## [SHORT PROBLEM]
Turn the data below, from its start through the line containing "column 399, row 839", into a numbered list with blank lines skipped. Leave the pictures out of your answer.

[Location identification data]
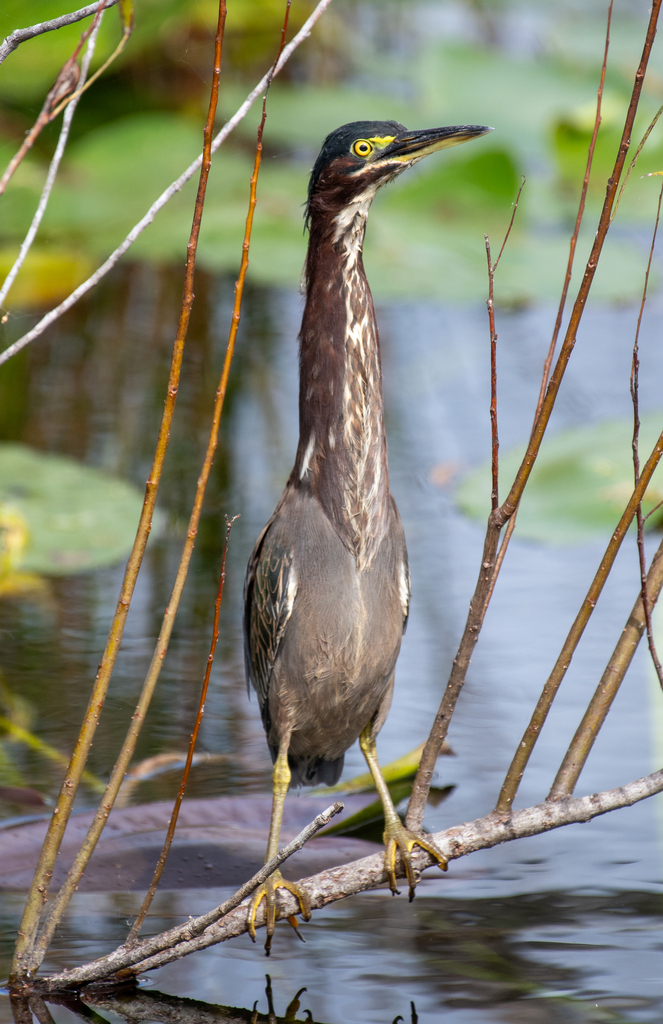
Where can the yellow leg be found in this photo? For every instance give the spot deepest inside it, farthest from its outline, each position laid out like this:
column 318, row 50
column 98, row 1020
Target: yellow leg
column 280, row 783
column 397, row 837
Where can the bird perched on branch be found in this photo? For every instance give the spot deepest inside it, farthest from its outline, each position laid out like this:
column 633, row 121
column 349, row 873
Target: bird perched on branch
column 327, row 588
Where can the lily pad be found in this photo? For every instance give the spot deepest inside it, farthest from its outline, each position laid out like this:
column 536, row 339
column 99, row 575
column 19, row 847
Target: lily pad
column 78, row 518
column 580, row 483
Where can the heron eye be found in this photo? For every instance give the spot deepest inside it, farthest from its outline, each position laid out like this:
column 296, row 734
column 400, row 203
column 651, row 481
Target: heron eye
column 362, row 147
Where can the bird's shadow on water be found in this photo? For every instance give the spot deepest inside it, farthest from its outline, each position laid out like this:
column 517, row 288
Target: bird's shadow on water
column 133, row 1005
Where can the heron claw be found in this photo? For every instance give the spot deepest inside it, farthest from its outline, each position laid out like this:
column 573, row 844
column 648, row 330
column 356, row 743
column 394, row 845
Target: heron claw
column 267, row 892
column 399, row 839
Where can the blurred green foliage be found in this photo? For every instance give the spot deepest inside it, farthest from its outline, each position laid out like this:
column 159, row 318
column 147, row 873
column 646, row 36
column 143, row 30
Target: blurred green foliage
column 141, row 124
column 580, row 483
column 58, row 517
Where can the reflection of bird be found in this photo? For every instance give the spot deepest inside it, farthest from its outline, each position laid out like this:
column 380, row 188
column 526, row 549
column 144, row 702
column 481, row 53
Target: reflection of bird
column 327, row 587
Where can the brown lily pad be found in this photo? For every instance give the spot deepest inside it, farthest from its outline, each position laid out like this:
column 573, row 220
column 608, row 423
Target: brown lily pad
column 218, row 842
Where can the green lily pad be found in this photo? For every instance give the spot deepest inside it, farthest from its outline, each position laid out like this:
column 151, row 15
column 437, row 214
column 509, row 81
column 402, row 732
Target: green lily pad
column 580, row 483
column 78, row 518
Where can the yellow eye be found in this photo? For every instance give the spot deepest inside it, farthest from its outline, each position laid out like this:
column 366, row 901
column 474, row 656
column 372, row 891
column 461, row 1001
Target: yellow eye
column 362, row 147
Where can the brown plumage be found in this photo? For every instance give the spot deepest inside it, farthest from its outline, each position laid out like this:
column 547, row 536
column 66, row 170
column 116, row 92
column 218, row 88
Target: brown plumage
column 327, row 587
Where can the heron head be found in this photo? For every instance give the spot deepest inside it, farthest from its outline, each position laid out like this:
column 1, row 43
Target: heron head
column 358, row 158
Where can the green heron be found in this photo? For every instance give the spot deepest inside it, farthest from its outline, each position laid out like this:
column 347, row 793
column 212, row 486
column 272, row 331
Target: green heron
column 327, row 588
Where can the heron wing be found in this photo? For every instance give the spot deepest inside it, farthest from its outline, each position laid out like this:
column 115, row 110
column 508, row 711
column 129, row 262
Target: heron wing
column 270, row 594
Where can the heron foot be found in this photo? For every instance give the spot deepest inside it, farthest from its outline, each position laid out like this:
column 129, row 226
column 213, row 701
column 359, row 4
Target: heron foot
column 398, row 838
column 266, row 892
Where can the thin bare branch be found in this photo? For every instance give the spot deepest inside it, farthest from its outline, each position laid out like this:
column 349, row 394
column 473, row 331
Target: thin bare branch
column 634, row 384
column 644, row 139
column 510, row 223
column 500, row 516
column 579, row 218
column 338, row 883
column 18, row 36
column 26, row 957
column 176, row 185
column 63, row 92
column 70, row 885
column 525, row 748
column 608, row 688
column 161, row 863
column 490, row 304
column 53, row 168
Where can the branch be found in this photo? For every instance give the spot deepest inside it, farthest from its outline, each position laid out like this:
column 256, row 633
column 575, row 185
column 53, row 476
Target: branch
column 533, row 731
column 178, row 183
column 12, row 41
column 53, row 168
column 63, row 92
column 608, row 688
column 500, row 516
column 634, row 384
column 125, row 955
column 337, row 883
column 161, row 863
column 27, row 954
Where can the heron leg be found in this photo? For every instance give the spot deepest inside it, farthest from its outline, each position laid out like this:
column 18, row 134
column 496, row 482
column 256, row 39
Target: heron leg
column 397, row 837
column 280, row 783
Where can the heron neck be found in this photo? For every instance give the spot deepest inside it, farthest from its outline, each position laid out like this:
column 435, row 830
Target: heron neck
column 342, row 446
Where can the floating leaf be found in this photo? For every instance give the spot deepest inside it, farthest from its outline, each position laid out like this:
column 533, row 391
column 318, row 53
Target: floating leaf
column 580, row 483
column 78, row 518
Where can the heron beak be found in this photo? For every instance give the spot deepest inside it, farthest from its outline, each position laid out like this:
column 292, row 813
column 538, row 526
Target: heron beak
column 415, row 144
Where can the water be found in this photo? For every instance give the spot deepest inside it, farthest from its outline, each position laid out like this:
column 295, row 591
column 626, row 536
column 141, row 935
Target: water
column 564, row 927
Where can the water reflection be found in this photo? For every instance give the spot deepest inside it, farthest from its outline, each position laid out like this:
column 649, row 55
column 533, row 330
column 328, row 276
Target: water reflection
column 543, row 958
column 509, row 931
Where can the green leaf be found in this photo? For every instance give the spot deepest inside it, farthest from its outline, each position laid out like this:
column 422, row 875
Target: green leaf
column 78, row 518
column 580, row 483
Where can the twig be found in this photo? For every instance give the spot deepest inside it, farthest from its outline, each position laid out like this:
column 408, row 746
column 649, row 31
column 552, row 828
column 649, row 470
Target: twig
column 63, row 92
column 592, row 720
column 565, row 290
column 579, row 217
column 634, row 381
column 525, row 748
column 126, row 16
column 337, row 883
column 178, row 183
column 53, row 168
column 490, row 303
column 18, row 36
column 24, row 961
column 125, row 956
column 161, row 863
column 644, row 139
column 35, row 743
column 60, row 902
column 500, row 516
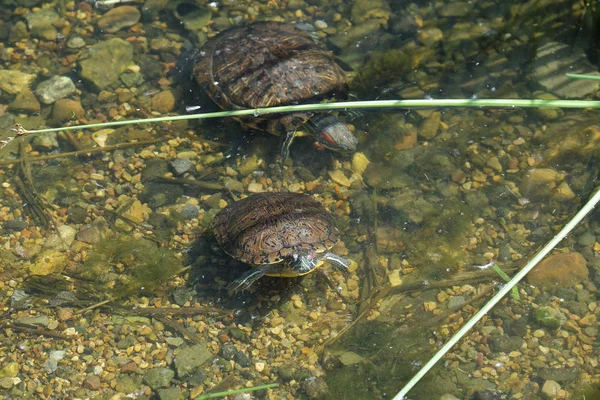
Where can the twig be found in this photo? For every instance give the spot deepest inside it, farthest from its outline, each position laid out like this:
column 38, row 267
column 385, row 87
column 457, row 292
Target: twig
column 179, row 328
column 191, row 182
column 93, row 306
column 84, row 151
column 34, row 329
column 237, row 391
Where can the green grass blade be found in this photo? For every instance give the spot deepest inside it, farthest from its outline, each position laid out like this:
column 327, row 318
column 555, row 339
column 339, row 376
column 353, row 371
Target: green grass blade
column 585, row 210
column 347, row 105
column 581, row 76
column 514, row 290
column 237, row 391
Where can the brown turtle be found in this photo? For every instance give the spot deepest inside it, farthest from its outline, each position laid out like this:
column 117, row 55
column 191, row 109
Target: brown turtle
column 280, row 234
column 270, row 64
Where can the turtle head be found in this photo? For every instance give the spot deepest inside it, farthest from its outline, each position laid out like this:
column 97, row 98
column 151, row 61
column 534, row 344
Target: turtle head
column 333, row 134
column 304, row 262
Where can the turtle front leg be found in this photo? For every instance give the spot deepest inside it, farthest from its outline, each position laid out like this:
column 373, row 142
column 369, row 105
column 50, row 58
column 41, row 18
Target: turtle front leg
column 339, row 263
column 287, row 142
column 245, row 281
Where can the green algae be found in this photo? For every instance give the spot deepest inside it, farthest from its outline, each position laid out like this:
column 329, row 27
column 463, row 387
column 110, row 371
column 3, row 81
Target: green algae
column 127, row 266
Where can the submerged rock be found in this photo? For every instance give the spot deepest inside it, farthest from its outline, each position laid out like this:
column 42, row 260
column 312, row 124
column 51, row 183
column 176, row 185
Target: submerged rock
column 25, row 102
column 57, row 87
column 553, row 60
column 14, row 82
column 190, row 358
column 105, row 61
column 559, row 271
column 41, row 23
column 119, row 18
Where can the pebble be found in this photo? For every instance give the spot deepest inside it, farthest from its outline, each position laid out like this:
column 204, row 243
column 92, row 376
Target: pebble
column 255, row 188
column 119, row 18
column 559, row 271
column 320, row 24
column 75, row 42
column 338, row 176
column 55, row 88
column 14, row 82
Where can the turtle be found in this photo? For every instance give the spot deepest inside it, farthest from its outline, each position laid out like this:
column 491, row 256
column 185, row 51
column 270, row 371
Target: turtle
column 269, row 64
column 279, row 234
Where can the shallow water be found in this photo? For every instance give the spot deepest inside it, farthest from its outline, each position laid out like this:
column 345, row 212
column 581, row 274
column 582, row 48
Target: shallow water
column 113, row 285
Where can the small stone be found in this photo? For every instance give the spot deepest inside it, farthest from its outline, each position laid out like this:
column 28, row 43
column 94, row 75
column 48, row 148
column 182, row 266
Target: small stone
column 173, row 393
column 551, row 389
column 359, row 163
column 92, row 382
column 181, row 165
column 41, row 23
column 159, row 377
column 339, row 177
column 137, row 212
column 559, row 271
column 75, row 42
column 55, row 88
column 14, row 82
column 549, row 317
column 254, row 187
column 538, row 333
column 320, row 24
column 242, row 359
column 64, row 313
column 188, row 359
column 45, row 142
column 89, row 234
column 430, row 126
column 539, row 183
column 119, row 18
column 164, row 101
column 228, row 351
column 61, row 239
column 363, row 10
column 25, row 102
column 10, row 370
column 65, row 110
column 105, row 61
column 315, row 388
column 430, row 36
column 6, row 383
column 49, row 262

## [RESULT OF THE TASK]
1. Where can the yellow leg be found in this photo? For every instance give the spot deepest inside it, farthest from its outline, each position laid out like this:
2. column 318, row 50
3. column 98, row 1020
4. Target: yellow leg
5. column 280, row 783
6. column 397, row 837
7. Where can the bird perched on branch be found in this photo? For every instance give the spot deepest inside it, farthest from its outline, each position laid out like this:
8. column 633, row 121
9. column 349, row 873
10. Target: bird perched on branch
11. column 327, row 588
12. Where can the lily pad be found in this photo? For every instance give the spot deepest inside it, farthest from its outline, each position laid out like this:
13. column 536, row 339
14. column 99, row 575
15. column 19, row 847
16. Target: lily pad
17. column 78, row 518
18. column 580, row 483
19. Where can the heron eye be found in this photo? For every instance give the spot deepest inside it, farthest from its outline, each position laid out like this:
20. column 296, row 734
21. column 400, row 203
22. column 651, row 481
23. Target: heron eye
24. column 362, row 147
25. Where can the bird's shadow on water be found in this photo? For every instance give the spot deepest inside it, farthest from its outline, each position laid out like this:
26. column 517, row 288
27. Target: bird's shadow on water
28. column 133, row 1005
29. Where can the heron claw be found in this photo? For every instance give the spot deepest inside it, farthest from its outline, each position laid out like this:
30. column 573, row 844
31. column 648, row 330
32. column 356, row 743
33. column 394, row 845
34. Target: heron claw
35. column 267, row 892
36. column 399, row 839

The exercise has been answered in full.